- Work instruction
Repeat all the lines below exactly, but omit the pictures.
···
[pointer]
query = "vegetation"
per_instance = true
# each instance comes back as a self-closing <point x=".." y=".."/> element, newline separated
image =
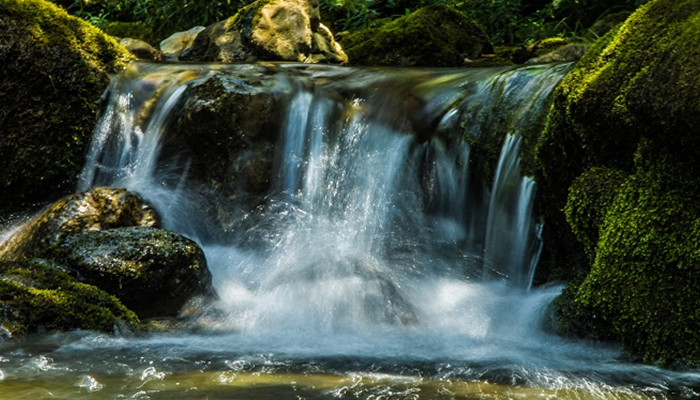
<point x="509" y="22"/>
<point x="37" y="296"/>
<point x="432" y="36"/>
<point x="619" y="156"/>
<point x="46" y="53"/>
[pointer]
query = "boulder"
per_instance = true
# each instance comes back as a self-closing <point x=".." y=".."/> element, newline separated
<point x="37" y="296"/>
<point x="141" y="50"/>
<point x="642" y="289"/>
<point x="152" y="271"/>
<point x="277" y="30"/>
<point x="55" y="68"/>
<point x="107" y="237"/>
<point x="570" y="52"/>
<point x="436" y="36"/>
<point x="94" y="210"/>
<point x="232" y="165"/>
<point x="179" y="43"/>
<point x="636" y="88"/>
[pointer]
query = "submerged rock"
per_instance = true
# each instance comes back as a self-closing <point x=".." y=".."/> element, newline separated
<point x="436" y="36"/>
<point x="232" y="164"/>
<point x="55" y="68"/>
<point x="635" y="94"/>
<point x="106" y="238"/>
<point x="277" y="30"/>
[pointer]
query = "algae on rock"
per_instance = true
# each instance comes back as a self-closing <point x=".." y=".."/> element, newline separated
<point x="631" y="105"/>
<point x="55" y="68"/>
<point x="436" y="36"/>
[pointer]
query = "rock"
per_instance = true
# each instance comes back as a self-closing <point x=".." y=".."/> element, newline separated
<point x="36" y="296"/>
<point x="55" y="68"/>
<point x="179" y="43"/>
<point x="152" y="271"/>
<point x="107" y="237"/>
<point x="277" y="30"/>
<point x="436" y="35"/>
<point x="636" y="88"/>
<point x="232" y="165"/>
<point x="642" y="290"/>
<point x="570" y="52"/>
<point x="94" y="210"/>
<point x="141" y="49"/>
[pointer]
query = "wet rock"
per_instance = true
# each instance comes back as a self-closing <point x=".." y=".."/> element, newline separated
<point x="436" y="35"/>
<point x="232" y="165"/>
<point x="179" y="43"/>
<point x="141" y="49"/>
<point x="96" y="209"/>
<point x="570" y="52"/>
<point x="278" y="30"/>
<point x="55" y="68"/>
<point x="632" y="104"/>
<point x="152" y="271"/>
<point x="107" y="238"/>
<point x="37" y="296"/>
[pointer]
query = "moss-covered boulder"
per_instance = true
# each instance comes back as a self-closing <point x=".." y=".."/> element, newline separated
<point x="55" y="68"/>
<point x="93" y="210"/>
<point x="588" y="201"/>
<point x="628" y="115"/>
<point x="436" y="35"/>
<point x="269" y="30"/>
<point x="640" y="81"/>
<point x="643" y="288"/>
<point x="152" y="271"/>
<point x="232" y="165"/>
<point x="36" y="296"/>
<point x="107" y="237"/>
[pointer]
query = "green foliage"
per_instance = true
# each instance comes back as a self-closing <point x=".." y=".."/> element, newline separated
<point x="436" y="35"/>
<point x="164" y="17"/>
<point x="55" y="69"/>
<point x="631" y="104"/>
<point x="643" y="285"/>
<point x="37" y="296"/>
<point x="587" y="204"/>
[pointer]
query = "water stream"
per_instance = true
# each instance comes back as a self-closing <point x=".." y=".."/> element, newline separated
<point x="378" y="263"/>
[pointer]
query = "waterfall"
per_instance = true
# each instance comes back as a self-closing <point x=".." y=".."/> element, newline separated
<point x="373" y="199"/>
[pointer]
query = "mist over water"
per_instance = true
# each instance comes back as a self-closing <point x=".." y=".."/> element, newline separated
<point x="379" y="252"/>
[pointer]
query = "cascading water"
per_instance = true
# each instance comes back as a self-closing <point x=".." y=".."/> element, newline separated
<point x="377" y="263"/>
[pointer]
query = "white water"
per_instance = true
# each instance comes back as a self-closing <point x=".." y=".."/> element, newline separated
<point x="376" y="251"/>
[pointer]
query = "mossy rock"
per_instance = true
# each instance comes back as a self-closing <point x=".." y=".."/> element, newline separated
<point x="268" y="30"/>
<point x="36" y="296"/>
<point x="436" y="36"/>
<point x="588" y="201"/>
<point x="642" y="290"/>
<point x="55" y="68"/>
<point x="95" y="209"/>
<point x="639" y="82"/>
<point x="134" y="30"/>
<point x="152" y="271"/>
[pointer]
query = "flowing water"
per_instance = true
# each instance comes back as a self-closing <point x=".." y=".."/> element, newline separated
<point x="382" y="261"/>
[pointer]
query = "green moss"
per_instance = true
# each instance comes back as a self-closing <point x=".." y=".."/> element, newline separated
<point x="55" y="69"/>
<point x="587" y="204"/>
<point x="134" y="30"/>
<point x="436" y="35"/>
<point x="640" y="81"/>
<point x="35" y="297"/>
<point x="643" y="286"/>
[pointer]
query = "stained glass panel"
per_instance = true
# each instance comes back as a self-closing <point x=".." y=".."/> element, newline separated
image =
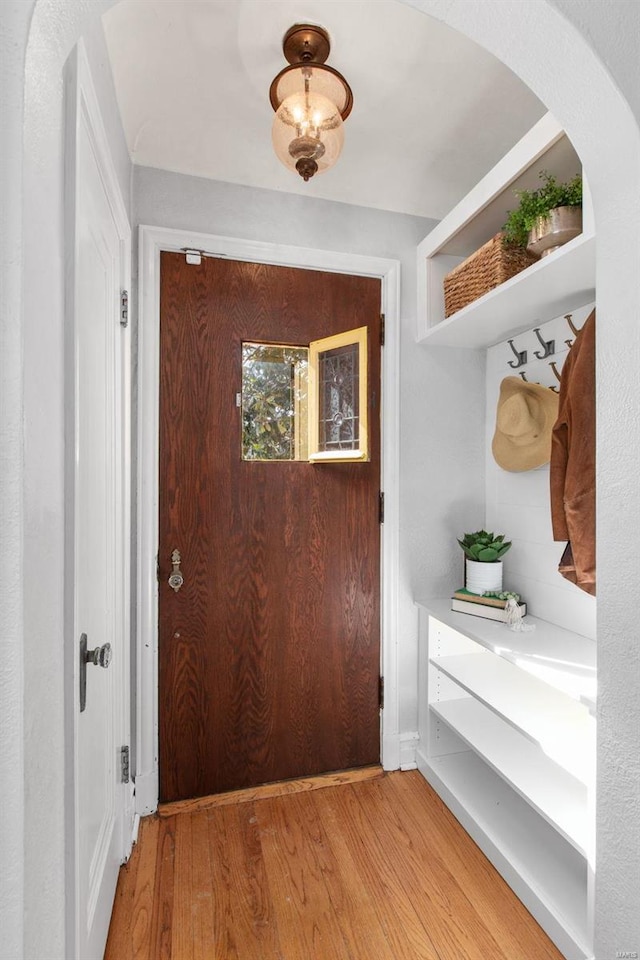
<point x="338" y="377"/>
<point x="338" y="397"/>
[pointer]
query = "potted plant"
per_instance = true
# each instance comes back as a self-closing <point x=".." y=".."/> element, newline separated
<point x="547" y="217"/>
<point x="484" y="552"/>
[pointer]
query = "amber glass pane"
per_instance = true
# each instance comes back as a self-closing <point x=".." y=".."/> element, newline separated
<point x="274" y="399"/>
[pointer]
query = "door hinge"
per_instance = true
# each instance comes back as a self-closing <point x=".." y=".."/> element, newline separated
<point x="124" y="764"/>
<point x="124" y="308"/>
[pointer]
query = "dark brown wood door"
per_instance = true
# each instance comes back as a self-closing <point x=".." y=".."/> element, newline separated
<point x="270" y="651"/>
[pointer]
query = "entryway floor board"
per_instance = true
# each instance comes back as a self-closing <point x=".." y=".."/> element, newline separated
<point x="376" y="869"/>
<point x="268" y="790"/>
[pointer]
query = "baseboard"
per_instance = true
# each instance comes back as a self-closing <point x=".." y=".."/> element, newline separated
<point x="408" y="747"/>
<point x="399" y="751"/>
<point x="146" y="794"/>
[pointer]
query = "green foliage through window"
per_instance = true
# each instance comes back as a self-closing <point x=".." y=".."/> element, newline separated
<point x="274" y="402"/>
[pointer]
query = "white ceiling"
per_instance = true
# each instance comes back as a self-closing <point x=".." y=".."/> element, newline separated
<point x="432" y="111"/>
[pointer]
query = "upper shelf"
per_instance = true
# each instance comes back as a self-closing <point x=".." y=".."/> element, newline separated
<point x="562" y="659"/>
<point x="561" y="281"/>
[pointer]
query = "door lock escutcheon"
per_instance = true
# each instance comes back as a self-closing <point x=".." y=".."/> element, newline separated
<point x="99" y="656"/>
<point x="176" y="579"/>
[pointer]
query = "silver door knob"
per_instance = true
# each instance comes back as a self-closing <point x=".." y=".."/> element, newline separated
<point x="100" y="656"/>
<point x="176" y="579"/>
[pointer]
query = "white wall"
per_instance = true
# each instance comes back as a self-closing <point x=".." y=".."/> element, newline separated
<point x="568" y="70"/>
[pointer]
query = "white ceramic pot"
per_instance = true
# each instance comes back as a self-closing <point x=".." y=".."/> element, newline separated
···
- Answer to this problem
[pointer]
query = "vegetation"
per_instance = true
# each instance comes back as a self-closing <point x=".." y=".."/> element, newline separated
image =
<point x="509" y="22"/>
<point x="37" y="296"/>
<point x="432" y="36"/>
<point x="619" y="156"/>
<point x="46" y="53"/>
[pointer]
query = "boulder"
per_instance = true
# each instance comes back as a self-closing <point x=".." y=".."/> element, newline separated
<point x="37" y="296"/>
<point x="141" y="50"/>
<point x="642" y="289"/>
<point x="152" y="271"/>
<point x="277" y="30"/>
<point x="55" y="68"/>
<point x="107" y="237"/>
<point x="570" y="52"/>
<point x="436" y="36"/>
<point x="94" y="210"/>
<point x="232" y="165"/>
<point x="179" y="43"/>
<point x="636" y="88"/>
[pointer]
query = "submerged rock"
per_instance = true
# each instance comes back as a self-closing <point x=".." y=".."/> element, newline separated
<point x="436" y="36"/>
<point x="232" y="164"/>
<point x="55" y="68"/>
<point x="635" y="94"/>
<point x="106" y="238"/>
<point x="277" y="30"/>
[pointer]
query = "algae on rock"
per_instance = true
# each instance comes back as a self-closing <point x=".." y=".."/> element, newline separated
<point x="631" y="105"/>
<point x="55" y="68"/>
<point x="436" y="36"/>
[pointer]
query = "rock"
per_instance = true
# each instance comes back as a self-closing <point x=".." y=".."/> element, newline separated
<point x="36" y="296"/>
<point x="55" y="68"/>
<point x="179" y="43"/>
<point x="152" y="271"/>
<point x="107" y="237"/>
<point x="277" y="30"/>
<point x="436" y="35"/>
<point x="636" y="88"/>
<point x="232" y="165"/>
<point x="642" y="290"/>
<point x="570" y="52"/>
<point x="94" y="210"/>
<point x="141" y="49"/>
[pointer]
query = "wet rock"
per_instance = true
# each instance comes back as a self-closing <point x=".." y=".."/> element, newline separated
<point x="436" y="35"/>
<point x="232" y="165"/>
<point x="179" y="43"/>
<point x="141" y="49"/>
<point x="96" y="209"/>
<point x="570" y="52"/>
<point x="278" y="30"/>
<point x="55" y="68"/>
<point x="632" y="104"/>
<point x="152" y="271"/>
<point x="107" y="238"/>
<point x="37" y="296"/>
[pointer]
query = "moss-covered boulder"
per_instance = true
# each instance comes back as a self-closing <point x=".." y=".."/> element, newline separated
<point x="55" y="68"/>
<point x="93" y="210"/>
<point x="588" y="201"/>
<point x="628" y="115"/>
<point x="436" y="35"/>
<point x="269" y="30"/>
<point x="640" y="81"/>
<point x="643" y="288"/>
<point x="152" y="271"/>
<point x="232" y="165"/>
<point x="36" y="296"/>
<point x="107" y="237"/>
[pointer]
query = "green foliage"
per_instance = true
# each instance comes back as a self-closing <point x=".." y=".."/> element, newline separated
<point x="436" y="35"/>
<point x="164" y="17"/>
<point x="55" y="69"/>
<point x="631" y="104"/>
<point x="643" y="285"/>
<point x="37" y="296"/>
<point x="587" y="204"/>
[pointer]
query = "water stream"
per_instance = true
# each instance comes back as a self-closing <point x=".." y=".."/> element, newline separated
<point x="378" y="263"/>
[pointer]
query = "waterfall"
per_instance = true
# each instance comes back as a self-closing <point x=".." y=".."/> element, newline separated
<point x="373" y="199"/>
[pointer]
query = "mist over water"
per_instance = true
# each instance comes back as a self-closing <point x=".." y=".."/> element, newline separated
<point x="379" y="252"/>
[pointer]
query = "cascading water"
per_instance = true
# each instance comes back as a self-closing <point x=".." y=".."/> element, newline separated
<point x="377" y="263"/>
[pointer]
query = "white water"
per_instance = true
# each instance comes back as a self-closing <point x=".." y=".."/> element, newline separated
<point x="376" y="251"/>
[pointer]
query = "mossy rock"
per_instance = true
# each instance comes back as a self-closing <point x=".." y=".."/> element, newline separated
<point x="268" y="30"/>
<point x="36" y="296"/>
<point x="436" y="36"/>
<point x="588" y="201"/>
<point x="642" y="290"/>
<point x="55" y="68"/>
<point x="95" y="209"/>
<point x="639" y="82"/>
<point x="134" y="30"/>
<point x="152" y="271"/>
[pointer]
query = "flowing water"
per_instance = true
# each instance comes back as a self-closing <point x=".." y=".."/> element, newline separated
<point x="382" y="261"/>
[pointer]
query = "green moss"
per_instance = true
# each instance comes back as a self-closing <point x=".." y=".."/> element, newline separated
<point x="55" y="69"/>
<point x="587" y="204"/>
<point x="134" y="30"/>
<point x="436" y="35"/>
<point x="640" y="81"/>
<point x="35" y="297"/>
<point x="643" y="286"/>
[pointer]
query = "stained glass panel"
per_instance = true
# each instance comes back as a self-closing <point x=".." y=".."/> element, newline separated
image =
<point x="338" y="377"/>
<point x="338" y="397"/>
[pointer]
query = "potted plant"
per_instance = true
# each instance comes back as a self-closing <point x=".." y=".."/> element, newline separated
<point x="547" y="217"/>
<point x="484" y="552"/>
[pointer]
query = "amber glass pane"
per_instance = true
# each instance comes back as a self-closing <point x=".." y=".."/> element, newline separated
<point x="274" y="399"/>
[pointer]
query = "door hinge"
per_instance = true
# each instance comes back as a self-closing <point x=".." y=".."/> element, newline separated
<point x="124" y="764"/>
<point x="124" y="308"/>
[pointer]
query = "dark brown wood door"
per_instance = true
# each instance comes back as a self-closing <point x=".." y=".."/> element, newline separated
<point x="270" y="651"/>
[pointer]
query = "entryway floor board"
per_instance = true
# each instance comes back as a self-closing <point x=".." y=".."/> element, newline separated
<point x="376" y="869"/>
<point x="268" y="790"/>
[pointer]
query = "baseboard"
per_instance = true
# each instance comes back as a self-closing <point x=".." y=".."/> element, newline separated
<point x="408" y="747"/>
<point x="399" y="751"/>
<point x="146" y="794"/>
[pointer]
query = "green foliage through window"
per_instance = true
# each instance comes back as a self-closing <point x=".." y=".."/> element, newline separated
<point x="274" y="402"/>
[pointer]
query = "white ceiling"
per_instance = true
# each instance comes back as a self-closing <point x=".." y=".."/> element, newline separated
<point x="432" y="111"/>
[pointer]
query = "upper shelf"
per_instance = true
# each instance comes back as a self-closing <point x=".." y=".."/> element, newline separated
<point x="562" y="659"/>
<point x="561" y="281"/>
[pointer]
query = "door lock escutcheon"
per_instance = true
# each instance comes back as a self-closing <point x=".." y=".."/> element, newline separated
<point x="99" y="656"/>
<point x="176" y="579"/>
[pointer]
query = "silver door knob"
per_instance = true
# each instance comes back as a self-closing <point x=".." y=".."/> element, newline separated
<point x="100" y="656"/>
<point x="176" y="579"/>
[pointer]
query = "white wall"
per_instance = true
# each instance comes back as a self-closing <point x=".." y=".."/> element, newline separated
<point x="568" y="70"/>
[pointer]
query = "white ceramic pot"
per_instance = true
# each instance comes back as a self-closing <point x=".." y=".."/> element, newline separated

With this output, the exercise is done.